┌─ Extract

# Best light tubes for Juwel Rio 125?



## Sacha (28 Nov 2014)

For the last 2.5 years I have been using two Arcadia Plant Pro J5 tubes on my Rio 125. They have served me very well. I am impressed that they have maintained their brightness for nearly three years, and plant growth is good. For anyone who is wondering, the Kelvin of the tubes is 5600K, and they are 28W each, just like the Juwel ones. 

Now, I know that Arcadia have been having a rough time in the last couple of years, and it looks to me like these plant pro J5 tubes aren't available any more. Anywhere that sells them just lists them as "out of stock". So it looks like I have to look at other options. 

I could go back to using the standard Juwel tubes (a combination of day + nature). The day tube is 9000K and the nature tube is is 4100K, so an average of 6550K. So about 1000K more than the Arcadia plant pros. 

If I used a day tube and a colour tube (6800K), I would have a higher average K of 7900. Or I could use two colour tubes to have 6800K! 

If I have understood correctly, plants don't care about Kelvin. It only makes a difference to us humans, in terms of how the tank/ plants look. So, I'm just wondering what the optimum colour temperature would be for "viewing pleasure"? And what are people's thoughts on the best combination of tubes?

Thanks.


----------



## Edvet (28 Nov 2014)

Indeed, there is no "best". And viewing pleasure is higly personal........
I guess you are limited in choice through the size of the tubes, but anywhere near daylight 5000-6000 should be good to look at , some people like other, more reddish (grolux) colours


----------



## stu_ (28 Nov 2014)

Do they need changing ?



Edvet said:


> anywhere near daylight 5000-6000 should be good to look at , some people like other, more reddish (grolux) colours



Im my Rio180 i like 1 6500k & 1 'warmer' tube.Think it's 3500k off the top of my head.


----------



## ian_m (28 Nov 2014)

Sacha said:


> plant pro J5 tubes aren't available any more


No problem, available all over the place T5 28W 590mm Plant Pro and the equivalent Juwel HiLite Nature. My local Maidenhead Aquatics and other nearby fish shops have them. Most shops don't have them online, posting them would be an issue, but definitely available in the shops.

Follow the store locator to find local shops and pay them a visit.

http://www.arcadia-aquatic.com/store-locator/

Just noticed available on Ebay as well.


----------



## Sacha (28 Nov 2014)

Hmm I'm not sure whether to get two more plant pro, or two Juwel tubes. What do you guys think? You think the Arcadia ones are built better, will probably last longer? 

Mine are nearly three years old and still going strong. I'm buying these new tubes so that I can replace the current ones as soon as they go.


----------



## GTL_UK (30 Nov 2014)

Why not to use tubes from hardware store for £3 each instead of "aquatics" ones for £25 ?


----------



## ian_m (30 Nov 2014)

GTL_UK said:


> Why not to use tubes from hardware store for £3 each instead of "aquatics" ones for £25 ?

└─
┌─ Dataset

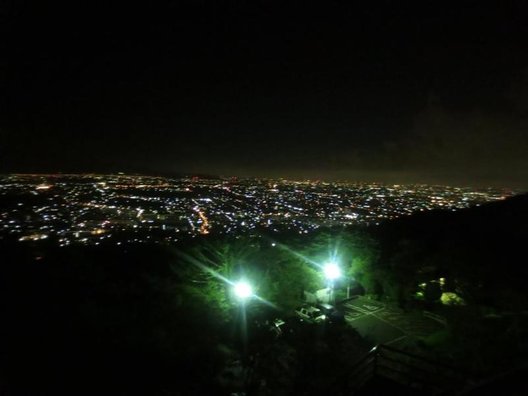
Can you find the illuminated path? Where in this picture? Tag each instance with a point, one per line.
(382, 324)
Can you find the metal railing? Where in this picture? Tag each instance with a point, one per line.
(406, 369)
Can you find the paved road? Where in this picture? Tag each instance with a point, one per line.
(380, 323)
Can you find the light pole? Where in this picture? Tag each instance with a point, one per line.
(243, 291)
(332, 272)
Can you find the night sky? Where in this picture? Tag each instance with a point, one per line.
(388, 91)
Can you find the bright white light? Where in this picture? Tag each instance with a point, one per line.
(332, 271)
(243, 290)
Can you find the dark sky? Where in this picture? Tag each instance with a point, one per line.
(394, 91)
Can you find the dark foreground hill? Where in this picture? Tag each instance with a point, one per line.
(480, 251)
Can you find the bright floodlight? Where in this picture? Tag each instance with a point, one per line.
(332, 271)
(243, 290)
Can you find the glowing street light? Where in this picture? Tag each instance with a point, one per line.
(331, 271)
(243, 290)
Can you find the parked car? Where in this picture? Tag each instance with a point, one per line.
(310, 314)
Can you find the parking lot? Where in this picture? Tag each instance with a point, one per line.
(381, 323)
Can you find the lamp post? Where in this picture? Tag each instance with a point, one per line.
(243, 291)
(332, 272)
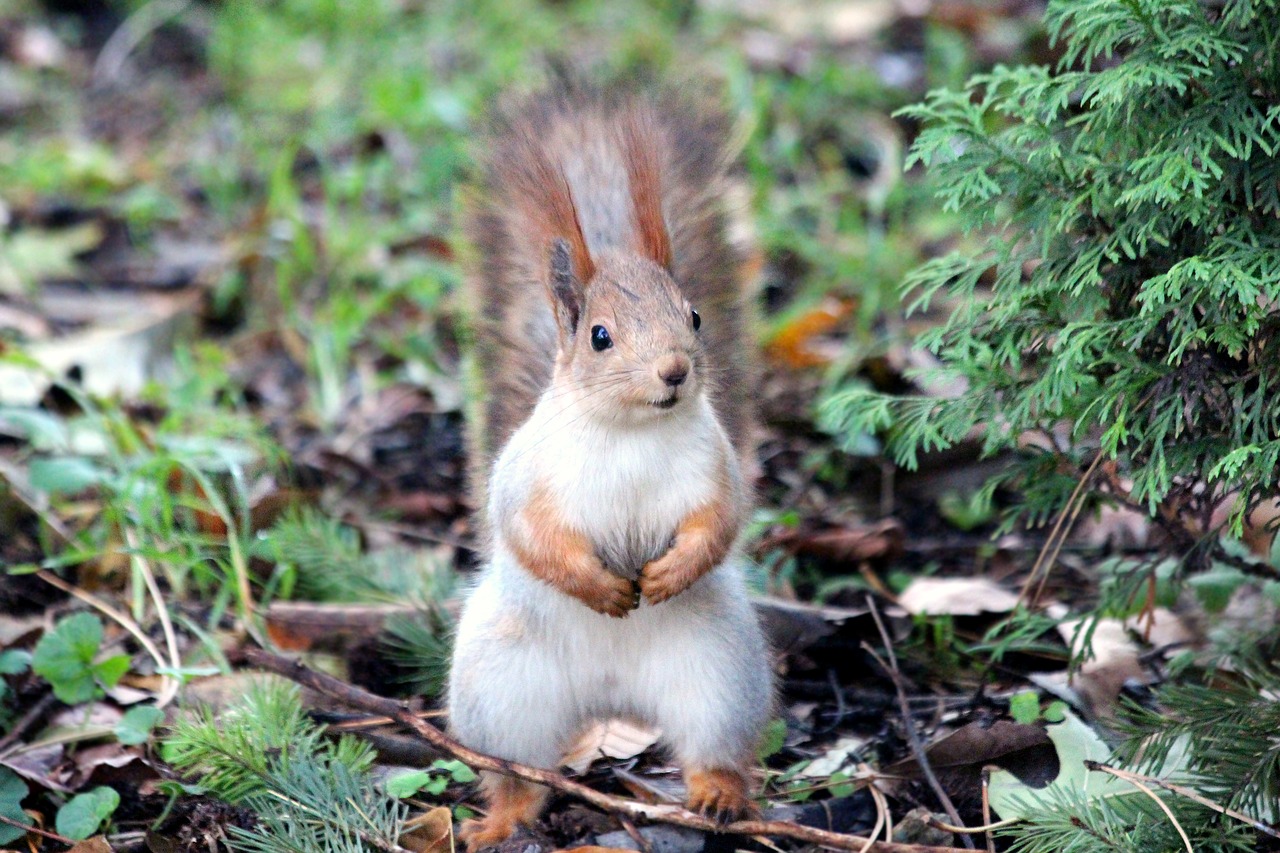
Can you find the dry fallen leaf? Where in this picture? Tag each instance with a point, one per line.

└─

• What to produce
Quote the stretch of the Juwel Rio 125 light tube thread from "If I used a" through "Edvet (28 Nov 2014)".

• Solution to this problem
If I used a day tube and a colour tube (6800K), I would have a higher average K of 7900. Or I could use two colour tubes to have 6800K! 

If I have understood correctly, plants don't care about Kelvin. It only makes a difference to us humans, in terms of how the tank/ plants look. So, I'm just wondering what the optimum colour temperature would be for "viewing pleasure"? And what are people's thoughts on the best combination of tubes?

Thanks.


----------



## Edvet (28 Nov 2014)